-------- Dataset excerpts
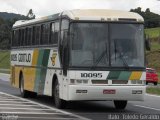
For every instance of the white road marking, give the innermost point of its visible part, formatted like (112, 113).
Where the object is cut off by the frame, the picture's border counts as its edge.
(26, 112)
(11, 108)
(148, 107)
(51, 108)
(49, 118)
(153, 95)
----------------
Would you return the data above exactly as written, minus the images?

**Task result:**
For every instance of the white road marking, give the innermost point of its visible part, formatted like (112, 113).
Where the object is cut off by the frame, the picture's border counts as its edge.
(26, 112)
(11, 108)
(148, 107)
(51, 108)
(49, 118)
(153, 95)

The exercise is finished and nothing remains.